_EXERCISE DETAILS_
Present the following entries again, word for word and in full.

_EXERCISE DATA_
______

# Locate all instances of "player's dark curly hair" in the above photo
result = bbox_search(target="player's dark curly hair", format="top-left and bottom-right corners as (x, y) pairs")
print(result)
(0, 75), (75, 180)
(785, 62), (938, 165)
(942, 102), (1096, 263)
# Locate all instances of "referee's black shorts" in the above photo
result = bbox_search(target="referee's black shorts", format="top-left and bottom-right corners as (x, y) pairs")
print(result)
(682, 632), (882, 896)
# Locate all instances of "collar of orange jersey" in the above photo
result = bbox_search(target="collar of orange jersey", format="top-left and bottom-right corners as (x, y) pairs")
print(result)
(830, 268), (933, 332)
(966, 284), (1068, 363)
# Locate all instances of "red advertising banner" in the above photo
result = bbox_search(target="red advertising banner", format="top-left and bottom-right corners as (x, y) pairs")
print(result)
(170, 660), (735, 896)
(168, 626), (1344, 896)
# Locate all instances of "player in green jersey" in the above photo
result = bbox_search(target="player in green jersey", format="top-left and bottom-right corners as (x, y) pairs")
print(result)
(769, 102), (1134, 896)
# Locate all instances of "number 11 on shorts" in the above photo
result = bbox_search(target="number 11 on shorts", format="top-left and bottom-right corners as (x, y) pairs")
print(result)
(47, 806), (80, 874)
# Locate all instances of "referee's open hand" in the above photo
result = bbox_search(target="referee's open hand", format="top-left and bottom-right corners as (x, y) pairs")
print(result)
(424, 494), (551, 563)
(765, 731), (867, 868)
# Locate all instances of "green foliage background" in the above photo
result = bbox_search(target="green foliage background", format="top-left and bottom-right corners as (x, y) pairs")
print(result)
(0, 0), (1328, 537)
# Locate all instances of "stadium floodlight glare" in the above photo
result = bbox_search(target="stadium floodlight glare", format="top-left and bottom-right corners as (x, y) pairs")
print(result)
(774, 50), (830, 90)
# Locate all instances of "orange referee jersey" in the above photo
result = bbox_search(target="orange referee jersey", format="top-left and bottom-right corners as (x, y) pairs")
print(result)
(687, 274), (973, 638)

______

_ANSWER TO THIS PROBLEM_
# Locate all instances of "player's dark curly hair" in the above photo
result = bbox_search(target="player's dark curly hair", format="top-left and bottom-right corners as (x, y) pairs")
print(result)
(0, 75), (75, 180)
(785, 62), (938, 165)
(942, 102), (1096, 263)
# Locate all instances of "referee's black shorts" in the above photo
result = bbox_search(target="referee's black shorts", format="top-left and bottom-right corners as (x, y) pairs")
print(result)
(682, 632), (882, 896)
# Locate all instances of "collar of orange jersey" in the above photo
result = bbox_search(target="collar of orange jersey", format="top-left and bottom-right corners as (x, y) pairs")
print(result)
(830, 268), (933, 332)
(966, 284), (1068, 363)
# Locate all instances of "red advertising banner" in the above photo
result = bbox_search(target="red advertising banner", format="top-left and bottom-right corners as (x, y) pairs")
print(result)
(170, 660), (735, 896)
(168, 626), (1344, 896)
# Locate all instances of "player in green jersey" in the above photo
result = bbox_search(target="player in green jersey", format="top-left and bottom-right corners as (x, y) pairs")
print(result)
(769, 102), (1134, 896)
# Locate all instances of "number 11 on shorts" in the above photo
result = bbox_search(target="number 11 on shorts", format="top-left and bottom-right corners as (x, y) pairs")
print(result)
(47, 806), (80, 874)
# Locate all instances of "referee's open hand" in the above photo
result = bbox_search(target="referee's open hand", format="top-left and bottom-right corners as (x, y) pairs")
print(result)
(424, 494), (551, 563)
(765, 731), (867, 868)
# Locate all instances of "green foliage background" in the above photo
result = bbox_search(target="green foliage background", format="top-left and bottom-right corners as (x, y) pairs")
print(result)
(0, 0), (1328, 537)
# Locate all instances of "stadium floodlight glare" in the above photo
result = bbox_search(target="stadium floodlight glare", format="top-left and bottom-right corners as (x, y) pairs")
print(result)
(774, 50), (830, 90)
# Locate all instances of "orange referee jersey" in the above photo
result = bbox_search(target="orange referee jersey", format="top-left and bottom-right corners as (x, y) pairs")
print(result)
(687, 274), (973, 638)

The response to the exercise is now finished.